> _TEXT EXCERPT_

Misha0706/llm-alignment-ppo

This repository contains a PPO-aligned version of HuggingFaceTB/SmolLM-135M-Instruct trained as part of a coursework project on language model alignment. The goal was to compare PPO-based alignment against the original base model and a DPO-tuned variant on the same family of prompts.

Model Details

Model Description

This model is a causal language model initialized from HuggingFaceTB/SmolLM-135M-Instruct and further optimized with PPO using TRL. The PPO setup used a separately trained reward model based on the same preference dataset.

In the project evaluation, PPO produced relatively small behavioral changes compared to the base model. The model often remained close to the original checkpoint, with only minor wording differences on many prompts.

  • Developed by: Mikhail Kalinkin
  • Model type: Causal language model
  • Language(s): English
  • Finetuned from model: HuggingFaceTB/SmolLM-135M-Instruct
  • Training method: PPO with TRL
  • Reward model used during training: Misha0706/llm-alignment-reward-model

Model Sources

  • Base model: HuggingFaceTB/SmolLM-135M-Instruct
  • Training dataset: HumanLLMs/Human-Like-DPO-Dataset
  • Reward model: Misha0706/llm-alignment-reward-model

Intended Use

Direct Use

This model is intended for:

  • educational experiments with PPO-based alignment;
  • comparison against the base model and the DPO checkpoint from the same project;
  • studying RLHF-style fine-tuning pipelines on small language models;
  • coursework demos and lightweight research experiments.

Out-of-Scope Use

This model is not intended for:

  • production use;
  • factual or safety-critical deployments;
  • medical, legal, or financial advice;
  • applications requiring robust alignment guarantees.

Bias, Risks, and Limitations

This model inherits limitations from the base model and from the small-scale PPO training setup used in the project.

Important limitations:

  • small parameter count;
  • limited training budget;
  • no large-scale benchmark evaluation;
  • alignment improvements are modest in this setup;
  • responses may still be generic, repetitive, or inconsistent.

How to Get Started

Use the base tokenizer together with this model checkpoint:

from transformers import AutoModelForCausalLM, AutoTokenizer
import torch

model_id = "Misha0706/llm-alignment-ppo"
tokenizer_id = "HuggingFaceTB/SmolLM-135M-Instruct"

tokenizer = AutoTokenizer.from_pretrained(tokenizer_id)
tokenizer.pad_token = tokenizer.eos_token

model = AutoModelForCausalLM.from_pretrained(model_id)
model.eval()

messages = [{"role": "user", "content": "What's your morning routine like?"}]
text = tokenizer.apply_chat_template(messages, tokenize=False, add_generation_prompt=True)
inputs = tokenizer(text, return_tensors="pt")

with torch.no_grad():
    generated_ids = model.generate(
        **inputs,
        max_new_tokens=128,
        do_sample=False,
    )

print(tokenizer.decode(generated_ids[0], skip_special_tokens=True))

Training Details

Training Data

The PPO pipeline used:

  • HumanLLMs/Human-Like-DPO-Dataset for reward model training;
  • a prompt-only version of the same dataset for PPO policy optimization.

The original dataset contains triples of:

  • prompt,
  • chosen response,
  • rejected response.

> _MATERIAL SUPPLIED_
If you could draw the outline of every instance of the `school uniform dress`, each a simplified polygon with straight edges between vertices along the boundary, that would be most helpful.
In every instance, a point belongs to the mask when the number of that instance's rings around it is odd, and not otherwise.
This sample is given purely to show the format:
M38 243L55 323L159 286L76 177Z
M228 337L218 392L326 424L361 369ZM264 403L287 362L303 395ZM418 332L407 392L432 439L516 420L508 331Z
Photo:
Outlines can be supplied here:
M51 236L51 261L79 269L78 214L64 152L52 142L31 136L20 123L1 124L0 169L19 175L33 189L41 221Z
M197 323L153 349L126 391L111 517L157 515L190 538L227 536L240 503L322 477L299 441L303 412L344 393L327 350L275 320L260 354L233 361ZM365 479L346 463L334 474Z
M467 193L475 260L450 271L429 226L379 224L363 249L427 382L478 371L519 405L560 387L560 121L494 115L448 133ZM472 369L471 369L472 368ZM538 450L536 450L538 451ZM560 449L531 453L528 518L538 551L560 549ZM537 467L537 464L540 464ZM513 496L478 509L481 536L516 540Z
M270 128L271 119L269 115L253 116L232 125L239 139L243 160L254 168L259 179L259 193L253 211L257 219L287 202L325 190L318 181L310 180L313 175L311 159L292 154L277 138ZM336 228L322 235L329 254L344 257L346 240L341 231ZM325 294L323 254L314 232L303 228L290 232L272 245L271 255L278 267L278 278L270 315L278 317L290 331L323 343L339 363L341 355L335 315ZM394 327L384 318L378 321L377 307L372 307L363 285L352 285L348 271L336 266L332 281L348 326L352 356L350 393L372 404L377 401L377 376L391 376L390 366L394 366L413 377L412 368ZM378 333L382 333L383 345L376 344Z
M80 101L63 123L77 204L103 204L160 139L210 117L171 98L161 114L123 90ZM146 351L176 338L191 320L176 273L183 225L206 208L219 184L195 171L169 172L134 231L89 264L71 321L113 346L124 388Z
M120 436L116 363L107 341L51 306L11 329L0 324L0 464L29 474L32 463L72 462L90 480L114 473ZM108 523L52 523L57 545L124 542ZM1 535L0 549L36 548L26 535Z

> _WHAT TO WORK ON_
1. List every item the model card gives under "Important limitations:".
2. From the model card, copy the passage starting at "Model Details" and ending at "on many prompts.".

> _ANSWERS BY ITEM_
1.
- small parameter count
- limited training budget
- no large-scale benchmark evaluation
- alignment improvements are modest in this setup
- responses may still be generic, repetitive, or inconsistent

2.
Model Details

Model Description

This model is a causal language model initialized from HuggingFaceTB/SmolLM-135M-Instruct and further optimized with PPO using TRL. The PPO setup used a separately trained reward model based on the same preference dataset.

In the project evaluation, PPO produced relatively small behavioral changes compared to the base model. The model often remained close to the original checkpoint, with only minor wording differences on many prompts.